(Point annotations for photos)

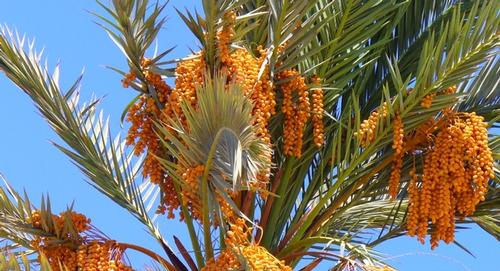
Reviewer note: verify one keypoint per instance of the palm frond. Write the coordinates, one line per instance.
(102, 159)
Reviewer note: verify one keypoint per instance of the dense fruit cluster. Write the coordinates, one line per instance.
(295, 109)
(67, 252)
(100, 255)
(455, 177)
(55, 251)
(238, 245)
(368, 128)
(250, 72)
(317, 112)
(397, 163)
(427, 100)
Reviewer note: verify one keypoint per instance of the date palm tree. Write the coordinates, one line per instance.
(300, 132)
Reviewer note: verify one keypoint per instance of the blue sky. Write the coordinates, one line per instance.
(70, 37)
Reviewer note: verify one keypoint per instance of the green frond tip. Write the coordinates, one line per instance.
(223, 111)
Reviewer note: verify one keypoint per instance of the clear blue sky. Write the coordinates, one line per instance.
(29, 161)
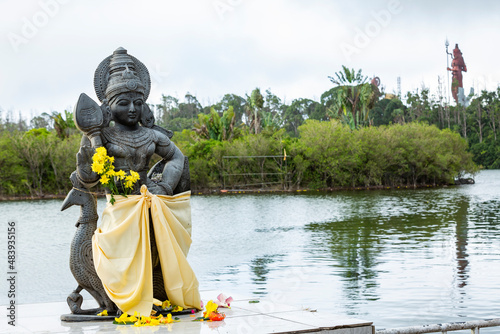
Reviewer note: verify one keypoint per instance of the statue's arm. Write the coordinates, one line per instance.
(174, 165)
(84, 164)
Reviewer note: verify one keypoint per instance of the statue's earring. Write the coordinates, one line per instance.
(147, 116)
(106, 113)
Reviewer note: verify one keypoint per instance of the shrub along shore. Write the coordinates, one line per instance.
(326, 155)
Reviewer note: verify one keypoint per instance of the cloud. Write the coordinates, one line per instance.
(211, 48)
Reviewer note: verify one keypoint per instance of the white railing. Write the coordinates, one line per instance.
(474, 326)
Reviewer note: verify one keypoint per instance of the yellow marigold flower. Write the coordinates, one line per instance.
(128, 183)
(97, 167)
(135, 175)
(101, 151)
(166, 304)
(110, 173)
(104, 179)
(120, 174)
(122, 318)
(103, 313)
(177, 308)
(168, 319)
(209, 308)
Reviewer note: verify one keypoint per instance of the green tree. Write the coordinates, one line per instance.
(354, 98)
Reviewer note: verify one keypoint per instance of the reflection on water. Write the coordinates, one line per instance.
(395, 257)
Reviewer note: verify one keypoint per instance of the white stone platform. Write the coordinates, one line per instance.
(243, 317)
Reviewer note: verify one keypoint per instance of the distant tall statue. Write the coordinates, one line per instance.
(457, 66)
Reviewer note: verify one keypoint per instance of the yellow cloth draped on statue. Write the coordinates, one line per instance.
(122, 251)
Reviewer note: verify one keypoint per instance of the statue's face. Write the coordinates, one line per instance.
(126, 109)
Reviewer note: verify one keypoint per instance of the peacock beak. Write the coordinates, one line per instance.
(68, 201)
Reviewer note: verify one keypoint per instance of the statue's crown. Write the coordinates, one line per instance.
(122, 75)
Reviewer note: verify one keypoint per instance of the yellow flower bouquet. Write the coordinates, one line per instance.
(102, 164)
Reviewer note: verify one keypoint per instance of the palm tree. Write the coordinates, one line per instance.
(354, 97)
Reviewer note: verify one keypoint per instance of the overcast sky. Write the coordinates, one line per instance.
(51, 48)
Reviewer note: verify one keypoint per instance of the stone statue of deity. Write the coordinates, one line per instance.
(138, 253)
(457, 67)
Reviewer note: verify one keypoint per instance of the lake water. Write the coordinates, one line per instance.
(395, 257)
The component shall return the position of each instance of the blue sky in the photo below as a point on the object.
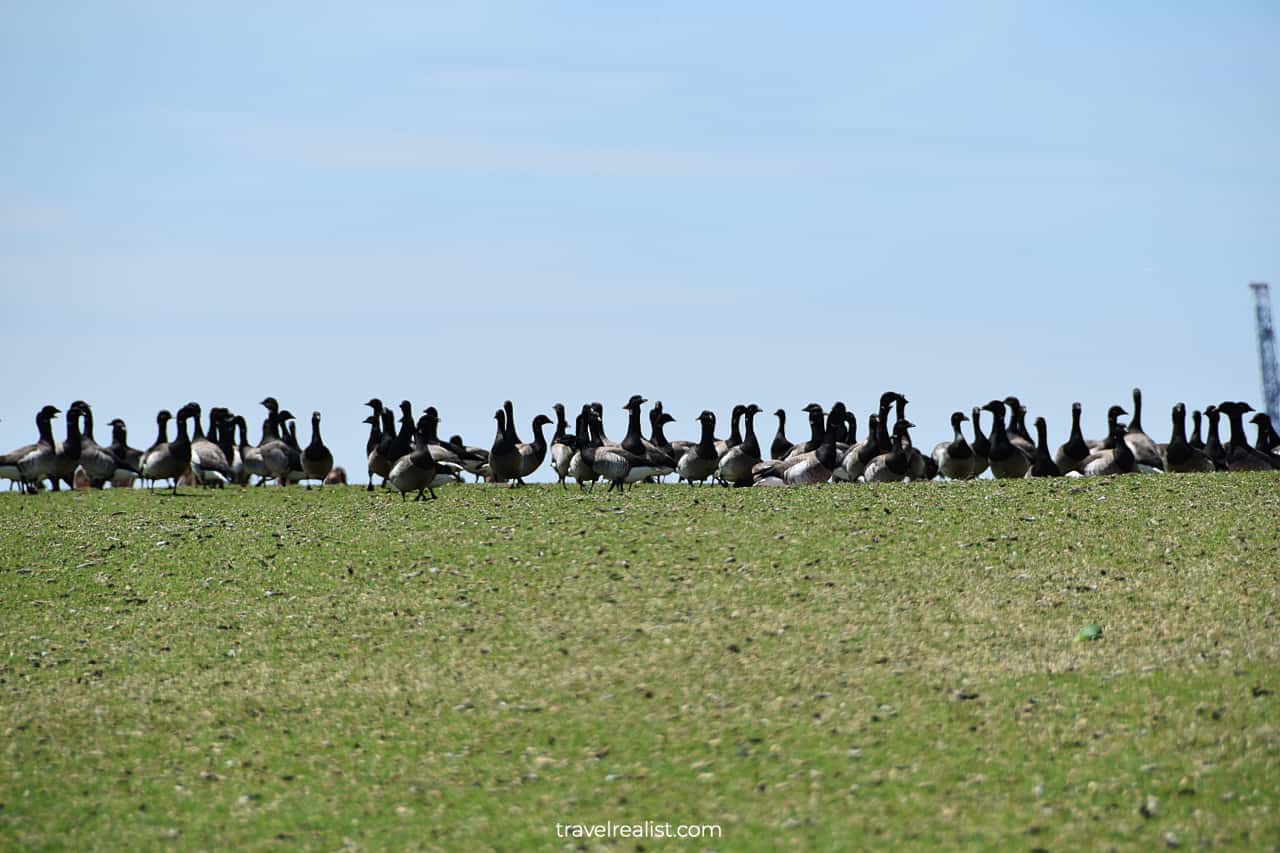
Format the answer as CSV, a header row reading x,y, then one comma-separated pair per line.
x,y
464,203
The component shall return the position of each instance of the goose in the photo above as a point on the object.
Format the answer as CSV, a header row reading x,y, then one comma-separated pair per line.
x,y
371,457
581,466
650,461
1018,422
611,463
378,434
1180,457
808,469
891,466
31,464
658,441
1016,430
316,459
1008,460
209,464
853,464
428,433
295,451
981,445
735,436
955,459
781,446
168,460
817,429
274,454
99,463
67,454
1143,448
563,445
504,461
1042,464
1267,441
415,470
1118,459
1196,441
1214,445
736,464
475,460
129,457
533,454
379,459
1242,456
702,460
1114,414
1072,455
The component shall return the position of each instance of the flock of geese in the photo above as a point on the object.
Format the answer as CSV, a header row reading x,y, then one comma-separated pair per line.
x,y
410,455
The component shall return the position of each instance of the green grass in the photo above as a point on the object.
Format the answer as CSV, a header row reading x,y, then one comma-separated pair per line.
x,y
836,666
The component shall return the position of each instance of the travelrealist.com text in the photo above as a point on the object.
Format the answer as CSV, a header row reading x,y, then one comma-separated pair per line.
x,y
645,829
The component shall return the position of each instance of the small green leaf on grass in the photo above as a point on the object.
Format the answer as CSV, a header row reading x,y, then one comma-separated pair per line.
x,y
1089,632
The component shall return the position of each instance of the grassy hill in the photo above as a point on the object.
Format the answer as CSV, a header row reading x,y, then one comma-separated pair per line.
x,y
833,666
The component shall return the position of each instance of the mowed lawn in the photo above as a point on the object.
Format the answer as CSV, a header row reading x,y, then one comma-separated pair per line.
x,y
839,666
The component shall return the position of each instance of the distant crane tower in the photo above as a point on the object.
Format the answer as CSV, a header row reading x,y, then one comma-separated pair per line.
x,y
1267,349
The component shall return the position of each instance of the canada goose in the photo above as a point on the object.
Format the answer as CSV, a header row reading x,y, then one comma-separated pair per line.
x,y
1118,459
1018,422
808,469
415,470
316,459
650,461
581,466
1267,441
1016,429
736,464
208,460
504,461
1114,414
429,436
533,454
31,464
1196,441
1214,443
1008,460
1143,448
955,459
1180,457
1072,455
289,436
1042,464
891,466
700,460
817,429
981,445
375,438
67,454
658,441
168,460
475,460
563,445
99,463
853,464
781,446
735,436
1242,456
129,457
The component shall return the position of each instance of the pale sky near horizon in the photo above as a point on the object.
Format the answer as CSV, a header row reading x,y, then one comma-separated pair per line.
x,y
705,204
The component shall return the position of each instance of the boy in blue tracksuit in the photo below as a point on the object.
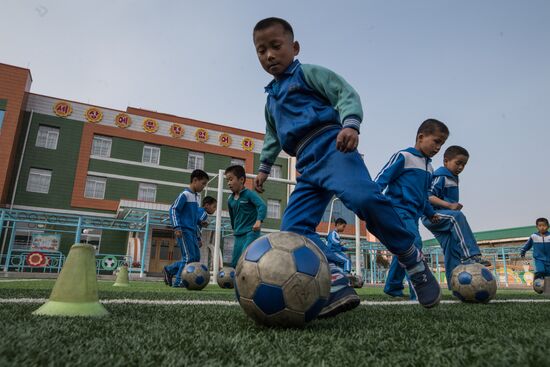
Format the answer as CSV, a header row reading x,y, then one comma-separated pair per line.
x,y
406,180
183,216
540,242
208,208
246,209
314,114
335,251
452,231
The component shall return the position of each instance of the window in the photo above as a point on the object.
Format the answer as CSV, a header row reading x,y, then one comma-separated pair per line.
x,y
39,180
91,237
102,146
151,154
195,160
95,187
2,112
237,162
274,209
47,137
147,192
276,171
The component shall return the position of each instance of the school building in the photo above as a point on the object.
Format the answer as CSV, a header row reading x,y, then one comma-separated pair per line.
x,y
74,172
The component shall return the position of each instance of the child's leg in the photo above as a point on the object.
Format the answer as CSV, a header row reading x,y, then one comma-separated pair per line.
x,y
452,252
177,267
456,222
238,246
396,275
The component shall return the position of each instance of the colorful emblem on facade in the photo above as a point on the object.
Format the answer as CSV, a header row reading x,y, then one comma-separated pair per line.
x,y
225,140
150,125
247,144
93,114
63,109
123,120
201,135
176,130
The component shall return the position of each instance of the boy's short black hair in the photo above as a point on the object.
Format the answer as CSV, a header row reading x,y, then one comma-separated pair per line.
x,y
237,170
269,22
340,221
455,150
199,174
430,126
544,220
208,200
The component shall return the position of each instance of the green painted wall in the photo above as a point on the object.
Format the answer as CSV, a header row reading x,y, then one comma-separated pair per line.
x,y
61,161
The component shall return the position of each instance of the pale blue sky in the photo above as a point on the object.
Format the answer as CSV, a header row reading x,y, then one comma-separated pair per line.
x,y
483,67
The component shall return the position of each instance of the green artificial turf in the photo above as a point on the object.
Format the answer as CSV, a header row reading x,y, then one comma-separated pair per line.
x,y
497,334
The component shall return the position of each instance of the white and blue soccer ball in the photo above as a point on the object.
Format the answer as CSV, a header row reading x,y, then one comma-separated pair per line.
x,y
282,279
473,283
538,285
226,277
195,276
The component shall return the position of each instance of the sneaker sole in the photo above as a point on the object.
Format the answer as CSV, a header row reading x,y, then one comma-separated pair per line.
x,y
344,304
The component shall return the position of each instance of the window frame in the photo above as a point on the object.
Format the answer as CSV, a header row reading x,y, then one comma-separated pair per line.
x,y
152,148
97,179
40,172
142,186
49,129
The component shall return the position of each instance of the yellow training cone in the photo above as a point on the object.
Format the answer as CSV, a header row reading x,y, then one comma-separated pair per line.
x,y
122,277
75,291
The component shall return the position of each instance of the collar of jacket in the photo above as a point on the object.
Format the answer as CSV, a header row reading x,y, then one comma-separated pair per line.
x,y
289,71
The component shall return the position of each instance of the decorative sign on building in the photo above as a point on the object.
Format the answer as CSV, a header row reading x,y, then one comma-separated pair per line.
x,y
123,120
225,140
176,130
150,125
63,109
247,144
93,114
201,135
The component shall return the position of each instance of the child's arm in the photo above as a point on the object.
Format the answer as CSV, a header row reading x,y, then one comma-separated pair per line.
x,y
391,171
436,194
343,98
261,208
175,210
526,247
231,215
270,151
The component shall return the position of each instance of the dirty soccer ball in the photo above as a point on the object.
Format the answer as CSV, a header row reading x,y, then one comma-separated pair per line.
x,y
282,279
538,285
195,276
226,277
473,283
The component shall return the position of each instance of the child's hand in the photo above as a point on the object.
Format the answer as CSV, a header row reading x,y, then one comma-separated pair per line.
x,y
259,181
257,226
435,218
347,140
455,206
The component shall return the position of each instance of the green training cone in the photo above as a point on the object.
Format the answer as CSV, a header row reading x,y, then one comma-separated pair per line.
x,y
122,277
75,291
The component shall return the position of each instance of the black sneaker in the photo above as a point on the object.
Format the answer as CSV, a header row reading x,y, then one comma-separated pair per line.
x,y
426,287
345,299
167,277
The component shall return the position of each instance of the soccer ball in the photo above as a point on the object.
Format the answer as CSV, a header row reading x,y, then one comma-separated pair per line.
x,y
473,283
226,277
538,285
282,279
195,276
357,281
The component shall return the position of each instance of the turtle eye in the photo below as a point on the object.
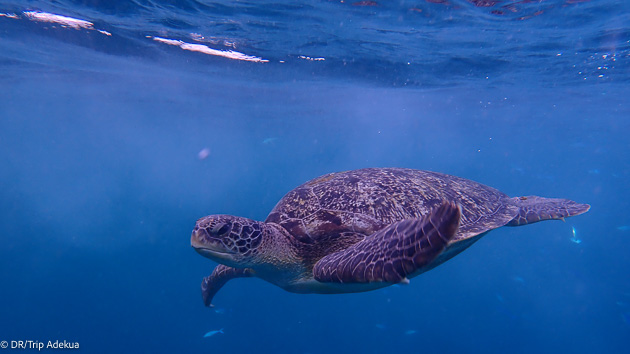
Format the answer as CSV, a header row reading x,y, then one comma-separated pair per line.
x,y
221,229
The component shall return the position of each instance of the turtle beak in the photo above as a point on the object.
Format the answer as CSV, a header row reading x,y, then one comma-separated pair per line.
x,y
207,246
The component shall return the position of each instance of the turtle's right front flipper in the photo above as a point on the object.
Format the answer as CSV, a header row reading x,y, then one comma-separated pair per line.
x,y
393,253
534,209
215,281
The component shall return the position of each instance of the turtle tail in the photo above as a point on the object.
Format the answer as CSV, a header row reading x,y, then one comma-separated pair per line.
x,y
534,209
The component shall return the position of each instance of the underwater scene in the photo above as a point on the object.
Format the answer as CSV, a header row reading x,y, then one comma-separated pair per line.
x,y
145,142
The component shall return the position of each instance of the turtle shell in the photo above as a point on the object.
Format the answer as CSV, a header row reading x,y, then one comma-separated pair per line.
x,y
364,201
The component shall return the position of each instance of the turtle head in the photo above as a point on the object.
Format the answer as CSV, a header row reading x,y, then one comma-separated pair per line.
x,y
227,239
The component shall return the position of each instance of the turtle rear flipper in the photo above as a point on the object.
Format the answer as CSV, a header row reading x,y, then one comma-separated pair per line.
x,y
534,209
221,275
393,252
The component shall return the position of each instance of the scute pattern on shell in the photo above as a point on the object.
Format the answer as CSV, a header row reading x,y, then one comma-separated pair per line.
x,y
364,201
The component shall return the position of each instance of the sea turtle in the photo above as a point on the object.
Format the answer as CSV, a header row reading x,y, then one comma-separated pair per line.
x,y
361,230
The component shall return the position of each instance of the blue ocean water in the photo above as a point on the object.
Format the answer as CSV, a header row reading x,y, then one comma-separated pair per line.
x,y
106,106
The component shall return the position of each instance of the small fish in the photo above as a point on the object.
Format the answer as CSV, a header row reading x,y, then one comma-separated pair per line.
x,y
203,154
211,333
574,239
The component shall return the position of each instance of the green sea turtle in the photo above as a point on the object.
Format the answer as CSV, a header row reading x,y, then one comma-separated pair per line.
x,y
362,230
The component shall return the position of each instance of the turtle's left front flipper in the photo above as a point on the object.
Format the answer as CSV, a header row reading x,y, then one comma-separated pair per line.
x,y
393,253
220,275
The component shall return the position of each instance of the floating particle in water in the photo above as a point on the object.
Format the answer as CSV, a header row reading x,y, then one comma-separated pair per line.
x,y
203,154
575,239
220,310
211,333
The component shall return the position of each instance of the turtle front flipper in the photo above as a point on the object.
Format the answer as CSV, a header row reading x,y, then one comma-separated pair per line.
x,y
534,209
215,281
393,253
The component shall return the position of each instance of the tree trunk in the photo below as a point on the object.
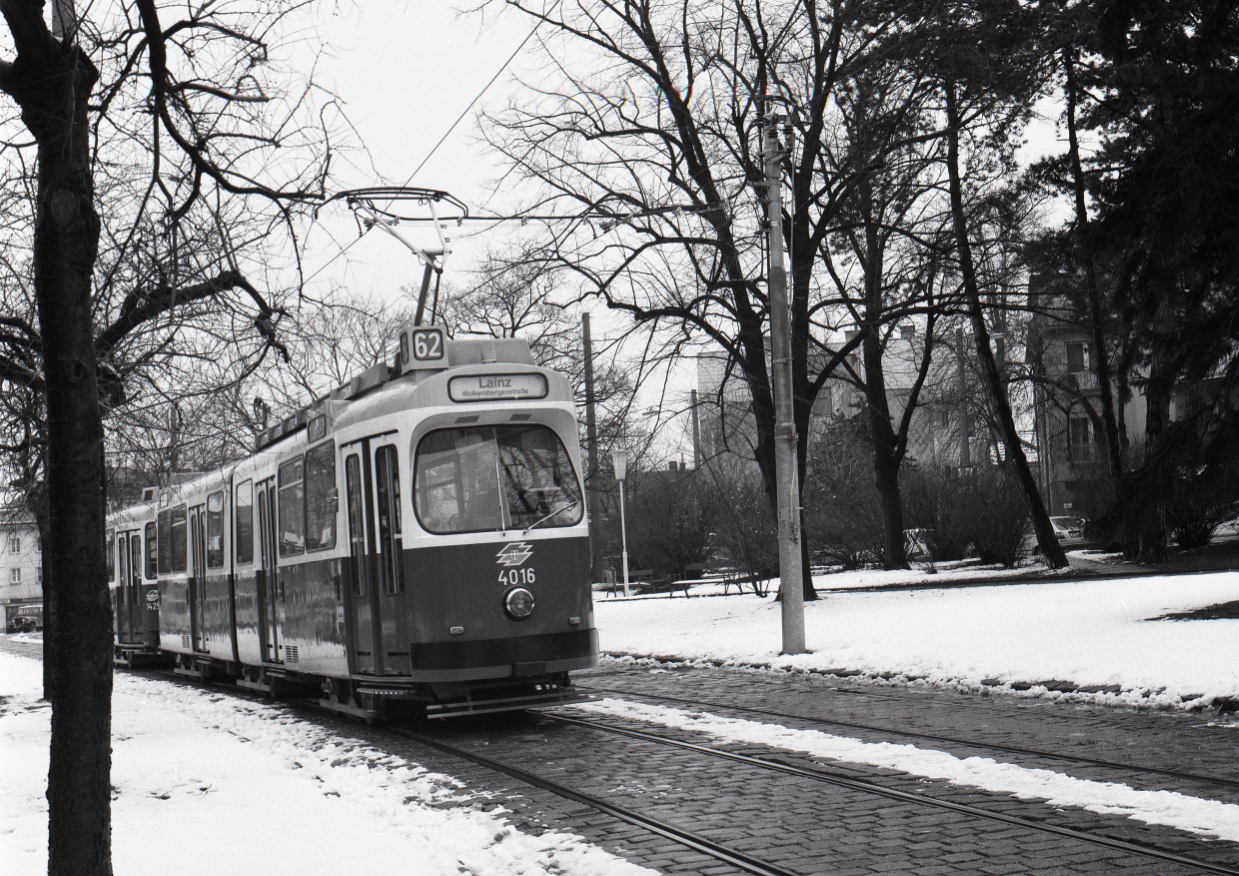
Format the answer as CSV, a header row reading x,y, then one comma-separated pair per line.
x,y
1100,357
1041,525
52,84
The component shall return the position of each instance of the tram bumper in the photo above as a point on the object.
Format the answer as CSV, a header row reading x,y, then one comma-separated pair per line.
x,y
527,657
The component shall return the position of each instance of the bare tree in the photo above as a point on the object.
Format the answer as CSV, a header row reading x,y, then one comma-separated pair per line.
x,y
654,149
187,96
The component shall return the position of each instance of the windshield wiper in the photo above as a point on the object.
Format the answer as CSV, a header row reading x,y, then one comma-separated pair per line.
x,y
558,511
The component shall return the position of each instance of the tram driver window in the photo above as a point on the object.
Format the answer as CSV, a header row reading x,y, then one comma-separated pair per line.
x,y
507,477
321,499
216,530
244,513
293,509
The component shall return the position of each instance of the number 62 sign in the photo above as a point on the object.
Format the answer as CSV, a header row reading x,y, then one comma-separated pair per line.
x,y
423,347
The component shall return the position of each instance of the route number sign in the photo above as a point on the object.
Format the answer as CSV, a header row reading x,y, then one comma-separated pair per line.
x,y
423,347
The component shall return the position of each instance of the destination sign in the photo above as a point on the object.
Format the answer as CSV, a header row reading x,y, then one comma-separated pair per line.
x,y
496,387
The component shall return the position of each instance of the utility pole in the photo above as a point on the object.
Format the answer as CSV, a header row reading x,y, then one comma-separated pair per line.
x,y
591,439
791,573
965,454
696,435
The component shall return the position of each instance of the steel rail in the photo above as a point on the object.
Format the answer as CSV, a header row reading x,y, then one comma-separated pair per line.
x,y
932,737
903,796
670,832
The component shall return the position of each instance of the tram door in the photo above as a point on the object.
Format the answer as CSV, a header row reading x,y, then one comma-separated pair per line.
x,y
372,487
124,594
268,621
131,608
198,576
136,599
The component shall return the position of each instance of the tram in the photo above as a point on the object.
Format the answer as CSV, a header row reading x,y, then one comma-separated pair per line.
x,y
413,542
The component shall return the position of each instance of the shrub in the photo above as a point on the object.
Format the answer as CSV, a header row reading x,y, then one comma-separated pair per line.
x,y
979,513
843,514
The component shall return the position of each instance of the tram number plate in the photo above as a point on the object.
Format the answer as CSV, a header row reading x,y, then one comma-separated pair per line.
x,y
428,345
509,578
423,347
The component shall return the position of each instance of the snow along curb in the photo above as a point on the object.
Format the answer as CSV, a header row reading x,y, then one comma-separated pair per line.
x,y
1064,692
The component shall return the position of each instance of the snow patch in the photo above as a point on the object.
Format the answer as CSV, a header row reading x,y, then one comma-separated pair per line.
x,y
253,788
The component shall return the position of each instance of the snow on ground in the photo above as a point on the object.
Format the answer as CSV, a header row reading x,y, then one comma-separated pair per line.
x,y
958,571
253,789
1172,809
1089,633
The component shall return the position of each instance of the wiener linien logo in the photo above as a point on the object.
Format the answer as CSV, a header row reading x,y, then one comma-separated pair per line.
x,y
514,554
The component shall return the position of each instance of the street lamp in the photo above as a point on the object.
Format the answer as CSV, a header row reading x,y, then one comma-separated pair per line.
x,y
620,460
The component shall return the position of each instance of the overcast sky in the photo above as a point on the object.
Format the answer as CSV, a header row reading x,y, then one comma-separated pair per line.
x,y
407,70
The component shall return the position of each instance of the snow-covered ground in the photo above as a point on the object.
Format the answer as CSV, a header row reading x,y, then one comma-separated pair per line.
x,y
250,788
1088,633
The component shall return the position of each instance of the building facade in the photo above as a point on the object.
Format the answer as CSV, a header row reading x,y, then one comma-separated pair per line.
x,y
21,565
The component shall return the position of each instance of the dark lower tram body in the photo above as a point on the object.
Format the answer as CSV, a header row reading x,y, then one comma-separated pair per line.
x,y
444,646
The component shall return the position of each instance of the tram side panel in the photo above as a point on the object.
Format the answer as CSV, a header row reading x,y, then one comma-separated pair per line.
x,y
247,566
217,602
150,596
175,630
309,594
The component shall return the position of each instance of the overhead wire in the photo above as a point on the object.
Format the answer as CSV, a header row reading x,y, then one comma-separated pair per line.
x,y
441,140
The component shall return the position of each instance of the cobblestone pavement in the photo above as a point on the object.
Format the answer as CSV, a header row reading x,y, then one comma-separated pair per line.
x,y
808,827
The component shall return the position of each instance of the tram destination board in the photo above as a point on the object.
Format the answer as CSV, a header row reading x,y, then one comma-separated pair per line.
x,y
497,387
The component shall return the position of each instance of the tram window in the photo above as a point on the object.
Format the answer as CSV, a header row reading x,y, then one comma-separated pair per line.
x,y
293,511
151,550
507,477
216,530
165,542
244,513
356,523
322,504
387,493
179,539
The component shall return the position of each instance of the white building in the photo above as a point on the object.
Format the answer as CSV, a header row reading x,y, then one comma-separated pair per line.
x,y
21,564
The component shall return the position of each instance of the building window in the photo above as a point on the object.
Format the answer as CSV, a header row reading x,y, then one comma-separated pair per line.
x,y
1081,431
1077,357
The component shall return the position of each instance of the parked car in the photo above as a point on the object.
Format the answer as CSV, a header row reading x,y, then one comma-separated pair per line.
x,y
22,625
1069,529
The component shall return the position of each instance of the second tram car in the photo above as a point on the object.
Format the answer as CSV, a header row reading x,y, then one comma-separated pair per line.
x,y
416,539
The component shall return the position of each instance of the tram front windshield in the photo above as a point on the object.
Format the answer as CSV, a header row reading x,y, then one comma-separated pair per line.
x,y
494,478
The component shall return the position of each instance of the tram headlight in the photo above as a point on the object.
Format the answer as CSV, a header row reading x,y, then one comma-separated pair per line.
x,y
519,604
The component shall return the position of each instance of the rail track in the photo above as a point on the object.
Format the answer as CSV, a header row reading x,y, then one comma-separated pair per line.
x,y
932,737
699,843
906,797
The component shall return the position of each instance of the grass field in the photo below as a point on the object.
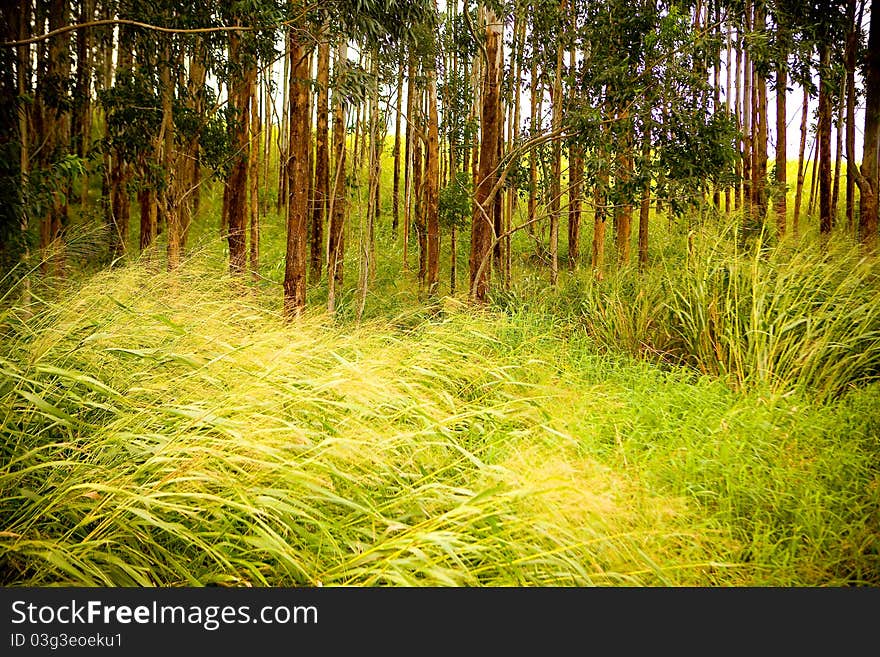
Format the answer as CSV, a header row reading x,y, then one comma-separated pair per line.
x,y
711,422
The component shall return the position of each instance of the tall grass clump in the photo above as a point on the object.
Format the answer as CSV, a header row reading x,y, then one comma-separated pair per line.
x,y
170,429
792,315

Task description – Beginning with the line that holds "the tram front", extract every line to the end of the material, exactly as it stands, and drop the pictures.

Worked solution –
The component shall return the position of each instance of the tram front windshield in the photo above as a point on the object.
Format the answer as CSV, a header row reading x,y, then one comma-separated pair per line.
x,y
494,478
The component shall return the position of each instance of the tram headlight in the photo above as a point on the object.
Format the answer as CSV, a header row reading x,y, then one comma-separated pair per line.
x,y
519,604
The component shall return the position of each instance of the rail track in the photo above as a point on the object.
Format the answer as CSV, a header row reading x,y, then one comma-separated pair per line.
x,y
932,737
699,843
906,797
The component shall return the position of each instance of the grass field in the photo below as a point on the object.
Format the answer as CSV, a header row reading x,y, then one comma-separated pair per line.
x,y
711,422
The component shall return the position of each instance of the tall grass clump in the photo above as a point on the object.
Format the answer as CSV, a header row reading x,y, then one comma-separated pair per line.
x,y
170,429
792,315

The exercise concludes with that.